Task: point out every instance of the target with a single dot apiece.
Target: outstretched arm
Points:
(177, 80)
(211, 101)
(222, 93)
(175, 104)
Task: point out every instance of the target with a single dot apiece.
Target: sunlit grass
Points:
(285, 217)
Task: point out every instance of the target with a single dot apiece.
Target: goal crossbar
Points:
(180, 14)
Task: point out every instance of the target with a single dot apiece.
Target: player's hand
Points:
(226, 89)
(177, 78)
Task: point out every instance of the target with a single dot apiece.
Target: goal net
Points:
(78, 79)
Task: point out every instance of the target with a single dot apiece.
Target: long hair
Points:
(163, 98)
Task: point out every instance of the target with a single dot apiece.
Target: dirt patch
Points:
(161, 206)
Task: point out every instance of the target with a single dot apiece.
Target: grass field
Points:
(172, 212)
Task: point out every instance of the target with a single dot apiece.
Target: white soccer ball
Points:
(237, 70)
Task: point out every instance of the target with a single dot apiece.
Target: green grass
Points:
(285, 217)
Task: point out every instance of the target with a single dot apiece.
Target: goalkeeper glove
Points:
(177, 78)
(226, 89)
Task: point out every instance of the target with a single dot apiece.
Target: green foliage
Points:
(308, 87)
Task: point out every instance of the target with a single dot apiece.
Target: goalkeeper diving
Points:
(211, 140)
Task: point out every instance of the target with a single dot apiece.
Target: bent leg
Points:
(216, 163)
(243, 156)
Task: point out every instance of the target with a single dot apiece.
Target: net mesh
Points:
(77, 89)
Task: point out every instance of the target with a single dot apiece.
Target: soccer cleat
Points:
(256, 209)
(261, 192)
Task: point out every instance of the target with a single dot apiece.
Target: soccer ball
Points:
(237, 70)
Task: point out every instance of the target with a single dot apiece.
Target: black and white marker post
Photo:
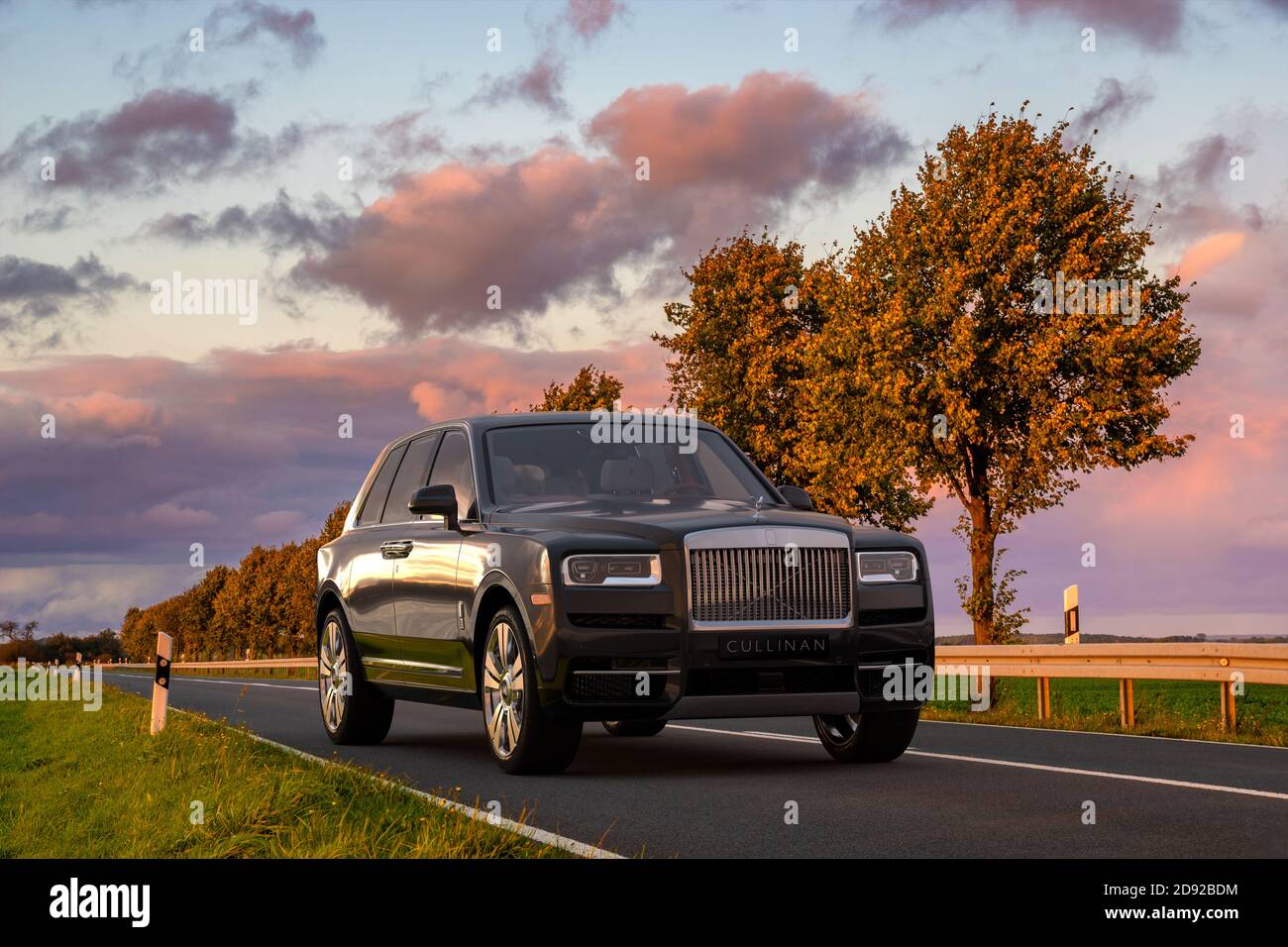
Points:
(161, 688)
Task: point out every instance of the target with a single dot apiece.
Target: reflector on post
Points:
(161, 685)
(1070, 615)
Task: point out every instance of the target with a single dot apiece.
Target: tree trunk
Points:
(983, 543)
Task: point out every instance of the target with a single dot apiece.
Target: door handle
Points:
(395, 549)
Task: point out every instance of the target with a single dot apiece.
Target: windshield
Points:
(561, 463)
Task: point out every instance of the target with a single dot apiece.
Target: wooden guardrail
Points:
(1228, 664)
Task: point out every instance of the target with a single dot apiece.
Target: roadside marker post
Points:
(1228, 722)
(1070, 616)
(161, 685)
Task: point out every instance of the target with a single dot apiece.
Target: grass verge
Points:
(95, 785)
(1186, 709)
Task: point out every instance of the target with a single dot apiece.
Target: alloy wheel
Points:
(502, 688)
(334, 684)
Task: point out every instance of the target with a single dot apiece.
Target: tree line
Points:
(20, 641)
(263, 605)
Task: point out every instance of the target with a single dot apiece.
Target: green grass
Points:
(1163, 709)
(95, 785)
(279, 673)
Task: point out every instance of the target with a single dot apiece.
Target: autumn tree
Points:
(739, 343)
(996, 334)
(741, 361)
(590, 389)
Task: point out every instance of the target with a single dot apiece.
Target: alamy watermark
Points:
(919, 682)
(645, 427)
(1081, 296)
(52, 684)
(179, 296)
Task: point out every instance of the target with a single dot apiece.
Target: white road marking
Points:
(1068, 771)
(214, 681)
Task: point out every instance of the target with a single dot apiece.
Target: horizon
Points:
(475, 167)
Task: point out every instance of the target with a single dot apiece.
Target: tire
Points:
(362, 715)
(634, 728)
(872, 737)
(522, 736)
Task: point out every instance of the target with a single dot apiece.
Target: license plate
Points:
(764, 647)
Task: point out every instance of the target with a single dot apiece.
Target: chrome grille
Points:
(754, 585)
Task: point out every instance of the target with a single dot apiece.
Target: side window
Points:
(452, 466)
(375, 502)
(411, 476)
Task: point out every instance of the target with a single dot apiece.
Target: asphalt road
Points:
(721, 788)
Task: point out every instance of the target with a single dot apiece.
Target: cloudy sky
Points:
(377, 166)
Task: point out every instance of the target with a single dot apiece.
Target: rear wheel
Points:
(523, 737)
(872, 737)
(352, 710)
(634, 728)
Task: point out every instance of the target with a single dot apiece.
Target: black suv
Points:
(554, 569)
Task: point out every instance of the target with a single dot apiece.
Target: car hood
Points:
(668, 522)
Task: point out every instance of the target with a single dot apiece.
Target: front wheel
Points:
(352, 710)
(522, 736)
(872, 737)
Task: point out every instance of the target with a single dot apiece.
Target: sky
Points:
(375, 167)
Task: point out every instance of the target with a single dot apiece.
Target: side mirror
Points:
(436, 501)
(798, 497)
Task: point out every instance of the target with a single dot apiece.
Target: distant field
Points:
(1163, 709)
(95, 785)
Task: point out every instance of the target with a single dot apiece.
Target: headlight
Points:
(888, 567)
(613, 569)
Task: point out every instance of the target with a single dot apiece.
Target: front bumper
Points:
(651, 665)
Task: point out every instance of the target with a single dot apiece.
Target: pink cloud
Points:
(171, 515)
(1210, 253)
(554, 224)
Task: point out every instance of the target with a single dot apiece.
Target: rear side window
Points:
(452, 467)
(375, 502)
(411, 476)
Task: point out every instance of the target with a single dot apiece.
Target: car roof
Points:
(484, 423)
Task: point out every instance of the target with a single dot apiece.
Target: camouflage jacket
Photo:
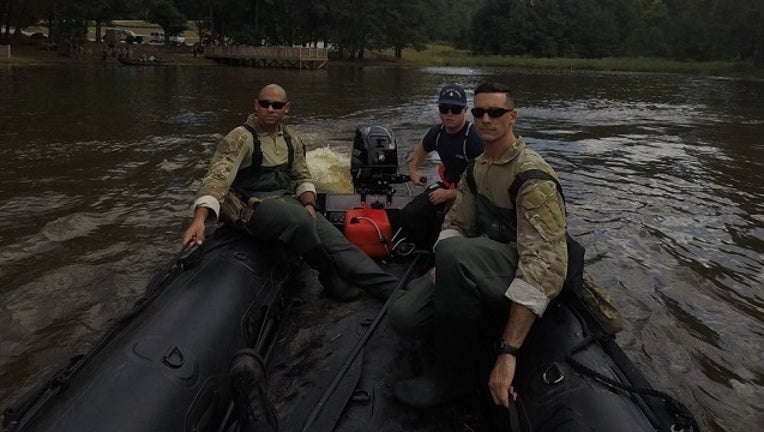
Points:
(541, 223)
(234, 153)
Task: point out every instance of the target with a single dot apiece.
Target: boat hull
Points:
(166, 368)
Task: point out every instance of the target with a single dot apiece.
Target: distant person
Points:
(498, 263)
(259, 182)
(457, 143)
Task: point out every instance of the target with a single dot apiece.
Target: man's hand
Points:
(195, 232)
(441, 195)
(416, 177)
(311, 210)
(501, 378)
(432, 275)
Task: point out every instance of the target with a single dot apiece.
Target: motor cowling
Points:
(374, 163)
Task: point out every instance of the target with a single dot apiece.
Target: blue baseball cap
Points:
(453, 94)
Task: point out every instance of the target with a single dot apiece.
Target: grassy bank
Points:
(445, 55)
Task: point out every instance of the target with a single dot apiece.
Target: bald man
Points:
(259, 182)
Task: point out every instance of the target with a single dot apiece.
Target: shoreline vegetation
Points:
(31, 53)
(433, 55)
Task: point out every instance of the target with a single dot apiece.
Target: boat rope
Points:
(685, 421)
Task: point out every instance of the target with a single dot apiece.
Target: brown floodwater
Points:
(662, 173)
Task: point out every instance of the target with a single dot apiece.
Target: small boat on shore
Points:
(234, 337)
(141, 62)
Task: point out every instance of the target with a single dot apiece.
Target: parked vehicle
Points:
(159, 38)
(115, 36)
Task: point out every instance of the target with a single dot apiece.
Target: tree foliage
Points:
(677, 29)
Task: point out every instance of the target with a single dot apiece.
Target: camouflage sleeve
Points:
(541, 246)
(226, 161)
(460, 219)
(300, 171)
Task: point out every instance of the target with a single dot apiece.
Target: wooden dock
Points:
(269, 57)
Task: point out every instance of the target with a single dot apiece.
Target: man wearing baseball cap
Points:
(457, 143)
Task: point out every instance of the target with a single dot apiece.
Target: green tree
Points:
(166, 15)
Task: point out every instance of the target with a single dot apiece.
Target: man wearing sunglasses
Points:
(259, 182)
(457, 143)
(499, 260)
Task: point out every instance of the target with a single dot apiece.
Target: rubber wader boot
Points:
(454, 373)
(333, 284)
(249, 391)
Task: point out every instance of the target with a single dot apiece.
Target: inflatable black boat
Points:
(231, 337)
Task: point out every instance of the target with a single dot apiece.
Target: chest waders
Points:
(256, 178)
(500, 224)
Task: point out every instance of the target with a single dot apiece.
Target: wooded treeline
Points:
(675, 29)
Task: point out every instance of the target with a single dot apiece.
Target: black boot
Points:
(334, 286)
(454, 373)
(248, 381)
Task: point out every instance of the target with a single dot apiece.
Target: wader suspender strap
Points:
(257, 153)
(464, 144)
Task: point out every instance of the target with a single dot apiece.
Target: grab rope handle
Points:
(685, 421)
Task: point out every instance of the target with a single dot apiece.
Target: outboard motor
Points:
(374, 163)
(374, 168)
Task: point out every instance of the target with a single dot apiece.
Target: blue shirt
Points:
(455, 150)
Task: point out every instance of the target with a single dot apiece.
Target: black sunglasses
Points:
(492, 112)
(264, 103)
(455, 109)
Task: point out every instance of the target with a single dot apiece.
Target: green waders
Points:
(472, 275)
(322, 246)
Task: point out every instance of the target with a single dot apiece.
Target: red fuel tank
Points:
(370, 230)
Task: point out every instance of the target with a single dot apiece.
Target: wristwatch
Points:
(502, 347)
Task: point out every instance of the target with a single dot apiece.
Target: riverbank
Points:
(433, 55)
(92, 52)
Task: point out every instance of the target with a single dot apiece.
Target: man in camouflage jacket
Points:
(495, 260)
(259, 182)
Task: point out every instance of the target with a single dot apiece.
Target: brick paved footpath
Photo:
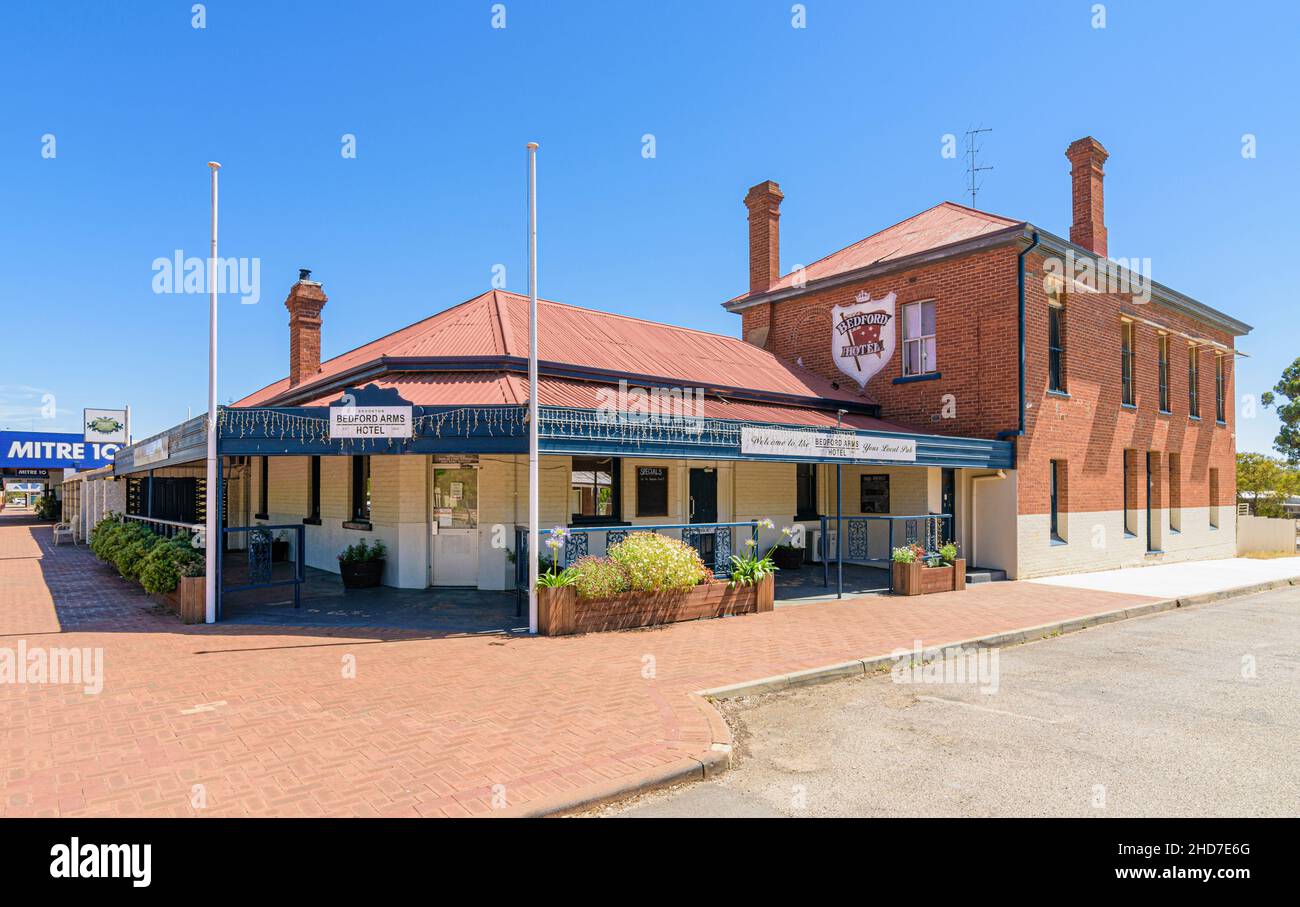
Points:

+++

■ **Task goal**
Please find every line in the records that contains the word "boat", and copy it out.

■ **Result**
Target: boat hull
Target: boat rope
Target: small boat on shore
Target: inflatable black boat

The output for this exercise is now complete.